*SHORT PROBLEM 1*.
Echo verbatim, from the passage on Unitarian Universalists and Pride below, the part that opens with the words containing "Sometime this month, it" and closes with "work is done.".

*TEXT TO READ*.
—————
Unitarian Universalists have played a leading role in the transformation I witnessed that day between the 1981 and 2013 Pride parades. We have welcomed LGBTQ people into our congregations and into our ministry when almost no other faith community would. We have witnessed one-on-one to our families, friends, co-workers, and strangers on the street to change hearts and minds, and have performed countless other actions to prove that our stated affirmation of the inherent worth and dignity of all people, truly means ALL. And yet, I know through my work hearing from people all over the country with the Multicultural Ministries Sharing Project, there is still much work to be done, even within our congregations that have been “Welcoming” for so long.

Sometime this month, it is conceivable that same-sex marriage will be declared a constitutional right for all Americans. It is expected that the United States Supreme Court will announce their ruling on one of the remaining Mondays in June. All indications point to a positive ruling. However, other, narrower decisions are possible. Whatever the outcome on marriage equality, we have to remember that it doesn’t mean our work is done.
—————
*INPUT*.

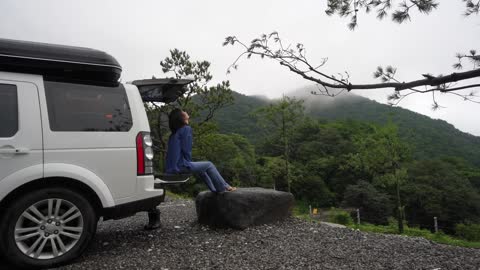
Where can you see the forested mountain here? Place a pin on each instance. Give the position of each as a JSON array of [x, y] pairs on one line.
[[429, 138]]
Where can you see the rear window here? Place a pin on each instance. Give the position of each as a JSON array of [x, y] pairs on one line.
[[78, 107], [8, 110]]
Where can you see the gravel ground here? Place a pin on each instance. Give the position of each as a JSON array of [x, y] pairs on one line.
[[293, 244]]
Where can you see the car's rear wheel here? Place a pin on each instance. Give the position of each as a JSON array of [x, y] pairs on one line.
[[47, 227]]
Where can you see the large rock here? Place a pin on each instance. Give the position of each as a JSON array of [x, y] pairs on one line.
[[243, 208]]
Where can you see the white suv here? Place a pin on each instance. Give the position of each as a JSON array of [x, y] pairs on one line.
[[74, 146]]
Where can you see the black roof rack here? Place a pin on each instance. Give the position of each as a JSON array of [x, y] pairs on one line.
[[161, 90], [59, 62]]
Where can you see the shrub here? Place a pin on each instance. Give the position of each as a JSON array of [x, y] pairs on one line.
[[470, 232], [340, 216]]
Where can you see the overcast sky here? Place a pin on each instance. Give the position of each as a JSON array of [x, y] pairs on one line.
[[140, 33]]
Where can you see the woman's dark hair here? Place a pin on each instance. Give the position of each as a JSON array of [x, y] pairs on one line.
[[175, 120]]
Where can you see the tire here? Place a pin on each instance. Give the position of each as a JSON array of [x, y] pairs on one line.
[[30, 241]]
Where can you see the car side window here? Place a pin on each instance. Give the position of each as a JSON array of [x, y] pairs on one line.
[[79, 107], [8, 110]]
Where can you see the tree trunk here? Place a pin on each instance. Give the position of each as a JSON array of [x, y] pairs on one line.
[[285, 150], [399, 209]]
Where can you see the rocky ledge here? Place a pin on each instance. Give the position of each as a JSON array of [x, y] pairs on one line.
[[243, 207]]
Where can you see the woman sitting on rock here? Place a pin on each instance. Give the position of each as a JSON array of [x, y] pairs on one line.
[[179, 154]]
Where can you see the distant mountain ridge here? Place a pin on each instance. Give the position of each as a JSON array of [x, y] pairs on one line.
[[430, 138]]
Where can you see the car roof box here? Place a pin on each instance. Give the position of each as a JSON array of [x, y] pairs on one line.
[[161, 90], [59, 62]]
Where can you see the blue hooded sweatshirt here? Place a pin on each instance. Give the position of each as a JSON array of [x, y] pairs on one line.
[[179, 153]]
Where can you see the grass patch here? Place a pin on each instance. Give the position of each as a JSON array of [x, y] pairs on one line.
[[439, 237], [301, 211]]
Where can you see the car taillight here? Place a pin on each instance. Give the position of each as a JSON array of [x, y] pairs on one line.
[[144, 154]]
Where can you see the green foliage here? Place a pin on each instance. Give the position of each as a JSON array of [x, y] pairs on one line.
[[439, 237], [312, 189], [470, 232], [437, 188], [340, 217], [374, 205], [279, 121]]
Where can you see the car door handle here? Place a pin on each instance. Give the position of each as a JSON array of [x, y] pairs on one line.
—————
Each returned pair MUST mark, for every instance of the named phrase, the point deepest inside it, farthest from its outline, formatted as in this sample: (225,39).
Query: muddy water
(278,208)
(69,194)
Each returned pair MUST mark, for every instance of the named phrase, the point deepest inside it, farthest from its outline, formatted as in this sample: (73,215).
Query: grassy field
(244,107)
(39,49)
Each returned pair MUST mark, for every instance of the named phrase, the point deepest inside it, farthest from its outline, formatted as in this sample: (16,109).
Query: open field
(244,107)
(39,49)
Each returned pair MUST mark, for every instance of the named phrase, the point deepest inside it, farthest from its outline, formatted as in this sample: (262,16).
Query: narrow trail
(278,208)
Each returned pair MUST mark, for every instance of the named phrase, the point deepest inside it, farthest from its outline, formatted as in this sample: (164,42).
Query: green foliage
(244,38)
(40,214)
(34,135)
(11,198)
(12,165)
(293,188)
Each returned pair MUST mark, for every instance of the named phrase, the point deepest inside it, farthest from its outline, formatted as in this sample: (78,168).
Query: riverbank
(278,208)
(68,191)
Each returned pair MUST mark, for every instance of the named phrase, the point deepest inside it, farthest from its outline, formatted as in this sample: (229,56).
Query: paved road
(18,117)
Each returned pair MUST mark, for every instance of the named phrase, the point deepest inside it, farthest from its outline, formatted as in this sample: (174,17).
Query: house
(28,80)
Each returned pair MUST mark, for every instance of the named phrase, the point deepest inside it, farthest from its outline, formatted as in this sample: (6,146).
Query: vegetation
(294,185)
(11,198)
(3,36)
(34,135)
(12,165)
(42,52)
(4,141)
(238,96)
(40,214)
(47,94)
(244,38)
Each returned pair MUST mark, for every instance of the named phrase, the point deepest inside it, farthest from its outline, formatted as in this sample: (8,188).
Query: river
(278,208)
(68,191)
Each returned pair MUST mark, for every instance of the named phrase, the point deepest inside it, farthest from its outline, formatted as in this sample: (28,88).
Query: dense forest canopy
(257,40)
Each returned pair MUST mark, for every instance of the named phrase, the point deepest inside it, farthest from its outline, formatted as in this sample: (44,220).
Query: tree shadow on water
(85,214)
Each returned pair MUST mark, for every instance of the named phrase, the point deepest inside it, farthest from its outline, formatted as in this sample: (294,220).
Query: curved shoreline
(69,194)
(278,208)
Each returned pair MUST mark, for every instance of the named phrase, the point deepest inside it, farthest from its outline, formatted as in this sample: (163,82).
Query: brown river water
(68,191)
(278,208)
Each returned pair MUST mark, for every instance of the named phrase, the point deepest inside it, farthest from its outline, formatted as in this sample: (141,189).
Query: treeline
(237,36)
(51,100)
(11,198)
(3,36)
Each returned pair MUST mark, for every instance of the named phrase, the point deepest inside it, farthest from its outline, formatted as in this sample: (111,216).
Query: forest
—————
*SHORT PROBLEM 2*.
In the listing above, take the part that opens with the line containing "Where can you see the forested" and closes with the line containing "[[293, 244]]", and rewrite every one of those lines, increasing each coordinate in the answers by 47 and leaving all else unchanged. Output those lines alone.

*TASK RESPONSE 1*.
Sometime this month, it is conceivable that same-sex marriage will be declared a constitutional right for all Americans. It is expected that the United States Supreme Court will announce their ruling on one of the remaining Mondays in June. All indications point to a positive ruling. However, other, narrower decisions are possible. Whatever the outcome on marriage equality, we have to remember that it doesn’t mean our work is done.

*TASK RESPONSE 2*.
Where can you see the forested mountain here? Place a pin on each instance. Give the position of each as a JSON array of [x, y] pairs on one line.
[[476, 185]]
Where can you see the rear window here? Place a pin on each instance. Give the position of each as a JSON array of [x, y] pairs on one line.
[[125, 154], [55, 157]]
Where can you see the gravel ground here? Place a pin on each instance. Give the position of each as a JSON array of [x, y] pairs on one line.
[[340, 291]]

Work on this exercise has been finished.